Seção de texto:

━━━━

OS “HUNOS” DO CONGRESSO (editorial
do ESTADÃO, de 24.07.25)
“A título de salvar seu encalacrado líder, parlamentares bolsonaristas
não se importam em tumultuar o País com ameaças de impeachment de ministro do
STF e a defesa de uma inaceitável anistia.
A horda bolsonarista instalada no Congresso reagiu às medidas cautelares
impostas ao ex-presidente Jair Bolsonaro para gritar a quem quis ouvir: a
partir de agosto, com o fim do recesso parlamentar, a prioridade dessa turma
será trabalhar pelo impeachment do ministro Alexandre de Moraes, do Supremo
Tribunal Federal (STF), reavivar o projeto de anistia aos golpistas envolvidos
no 8 de Janeiro, definidos por eles como “presos políticos”, e desengavetar um
projeto de emenda constitucional que acaba com o foro especial por prerrogativa
de função para crimes comuns, mantendo-o apenas para a cúpula dos Três Poderes
e o vice-presidente da República – engenharia nada sutil para tirar do Supremo
processos como o que está em curso contra Bolsonaro. O grupo de parlamentares,
liderado pelo PL, partido do ex-presidente, também planeja organizar um
discurso “unificado” e organizar atos pelo Brasil em apoio a Bolsonaro e contra
as decisões do STF.
Nenhuma dessas iniciativas tem grandes chances de prosperar na Câmara e
no Senado, mas esses liberticidas estão mais interessados em outra coisa.
Apostam, antes de tudo, em sua capacidade de espalhar brasas onde já há fogo e
levar adiante pautas que funcionam como bandeiras simbólicas para mobilizar a
militância, difundir a falsa ideia de que o País está sob uma ditadura do
Judiciário, servir de arma para o discurso vitimista de Bolsonaro e, sobretudo,
produzir inimigos e criar um ambiente de convulsão social. Para essa tropa,
como resumiu a senadora Damares Alves (Republicanos-DF), só há dois inimigos a
enfrentar: Lula da Silva e Alexandre de Moraes, como se culpados fossem pelas
sanções impostas ao Brasil por Donald Trump.
Nada surpreendente para um grupo que representa um ideário que se fez no
caos, na mentira e na distorção da realidade – e disso se alimenta. Não se deve
tirar-lhes o direito de espernear e produzir factoides para satisfazer os
próprios delírios, pois afinal vivemos numa democracia. Mas não nos deixemos
enganar pela natureza da coisa. Assim como ocorreu com os vândalos golpistas
que, entre o fim de 2022 e o início de 2023, ultrapassaram a fronteira da
liberdade de expressão e de mobilização, está-se diante de mais um capítulo do
longo enredo de desprezo do bolsonarismo pelas instituições.

━━━━

Atividade 1: No editorial, quais são os dois inimigos que o grupo tem a enfrentar, segundo o resumo da senadora Damares Alves?
Atividade 2: Atualize um trecho do editorial, começando nas palavras "Apostam, antes de" e terminando depois de "por Donald Trump.". Nesse trecho, troque "militância" por "base eleitoral".
Atividade 3: Escreva a continuação do editorial sobre os parlamentares bolsonaristas a partir do ponto em que ele termina.

Dados registrados:
━━━━

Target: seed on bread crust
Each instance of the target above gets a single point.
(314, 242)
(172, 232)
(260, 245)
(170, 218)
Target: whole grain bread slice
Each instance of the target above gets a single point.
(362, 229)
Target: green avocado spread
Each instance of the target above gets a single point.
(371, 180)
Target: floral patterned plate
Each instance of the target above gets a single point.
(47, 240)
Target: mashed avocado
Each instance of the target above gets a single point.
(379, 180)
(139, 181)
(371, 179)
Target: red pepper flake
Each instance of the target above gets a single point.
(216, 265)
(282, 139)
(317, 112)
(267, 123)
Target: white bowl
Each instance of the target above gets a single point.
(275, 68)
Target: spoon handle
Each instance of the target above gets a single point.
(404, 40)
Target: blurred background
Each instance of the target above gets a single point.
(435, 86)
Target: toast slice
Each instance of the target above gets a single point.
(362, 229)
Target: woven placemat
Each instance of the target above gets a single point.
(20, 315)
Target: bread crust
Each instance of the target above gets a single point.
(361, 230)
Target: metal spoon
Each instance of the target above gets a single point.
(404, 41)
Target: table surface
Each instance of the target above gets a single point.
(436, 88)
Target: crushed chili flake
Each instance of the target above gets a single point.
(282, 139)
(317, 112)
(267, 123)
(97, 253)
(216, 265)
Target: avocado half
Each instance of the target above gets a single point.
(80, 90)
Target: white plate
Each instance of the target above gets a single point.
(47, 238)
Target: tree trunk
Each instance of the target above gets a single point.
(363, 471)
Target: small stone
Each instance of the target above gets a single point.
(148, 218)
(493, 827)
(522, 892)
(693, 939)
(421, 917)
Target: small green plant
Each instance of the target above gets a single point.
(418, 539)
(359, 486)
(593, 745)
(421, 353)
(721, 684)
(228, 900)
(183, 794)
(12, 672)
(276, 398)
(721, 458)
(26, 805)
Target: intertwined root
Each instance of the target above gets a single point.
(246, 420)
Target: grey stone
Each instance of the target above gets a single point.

━━━━

Resposta 1: Lula da Silva e Alexandre de Moraes.

Resposta 2:
Apostam, antes de tudo, em sua capacidade de espalhar brasas onde já há fogo e
levar adiante pautas que funcionam como bandeiras simbólicas para mobilizar a
base eleitoral, difundir a falsa ideia de que o País está sob uma ditadura do
Judiciário, servir de arma para o discurso vitimista de Bolsonaro e, sobretudo,
produzir inimigos e criar um ambiente de convulsão social. Para essa tropa,
como resumiu a senadora Damares Alves (Republicanos-DF), só há dois inimigos a
enfrentar: Lula da Silva e Alexandre de Moraes, como se culpados fossem pelas
sanções impostas ao Brasil por Donald Trump.

Resposta 3:
Fiel à violência política congênita do seu principal líder, o
bolsonarismo sempre se mostrou como um ideário retrógrado, personalista e
antinacional, mas hoje seus sabujos só se prestam a uma causa: proteger o
encalacrado padrinho.
Para tanto, vale tudo, especialmente a retórica destrutiva que afronta
instituições, intimida adversários e despreza a paz social e política desejada
pela maioria dos brasileiros. Pugnar pelo impeachment de ministros do STF,
demonizar o Judiciário, pregar uma anistia “ampla, geral e irrestrita” ou
alinhar-se vexatoriamente a Trump em sua ofensiva para prejudicar o Brasil hoje
equivale àquilo que, no passado recente, destinou-se a desacreditar as urnas
eletrônicas, instilar dúvidas sobre o processo eleitoral e criar o clima para a
ruptura.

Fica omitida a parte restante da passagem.